#### Passage provided
[start]
1.It’s never too early to engage your translation partner.

Although the translations aren’t required for submission or review until fairly late in the overall process, it is best practice to begin translation using the Day 121 versions of the English files. At this stage, the files are mature enough that significant rewrites are unlikely, and completing initial translations across all languages in a non-rushed manner is prudent. From that point, each opinion and review stage will require that the translations receive minor updates, both to the English source file and to the translations themselves by local authorities. This is easily accomplished during the tight windows for edits within the submission timeline. In order to be fully engaged with a translation provider and ready to work by D121, it is imperative to begin planning conversations with translation partners by the D120 clock stop period at the latest.

2.Develop a review strategy.

Depending on your company’s geographic footprint and resources, you may wish to have an internal translation review using local regulatory staff. While it is not a requirement to conduct an internal review, many organisations choose to, given the importance of the MAA process to their commercial goals. Some companies with larger resources choose to review all languages, others review only a few languages, and some do not review at all. When operating under urgent timelines with sensitive content, an efficient review process will ensure maximum value-add from your reviewers with a minimal investment of their time. There is no “one-size-fits-all” approach to linguistic review of the translations, but speaking with your translation partner can help you identify the approach that will be the most efficient fit in each case.
[end]
#### Data lines
[start]
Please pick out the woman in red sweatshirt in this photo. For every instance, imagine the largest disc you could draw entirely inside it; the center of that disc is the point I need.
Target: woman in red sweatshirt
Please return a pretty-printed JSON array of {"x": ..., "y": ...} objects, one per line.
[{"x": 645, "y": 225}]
[end]
#### Exercise
According to the passage on translation planning, by what point at the latest should planning conversations with translation partners begin? Answer using only the passage on translation planning, not the data.

#### Exercise output
By the D120 clock stop period.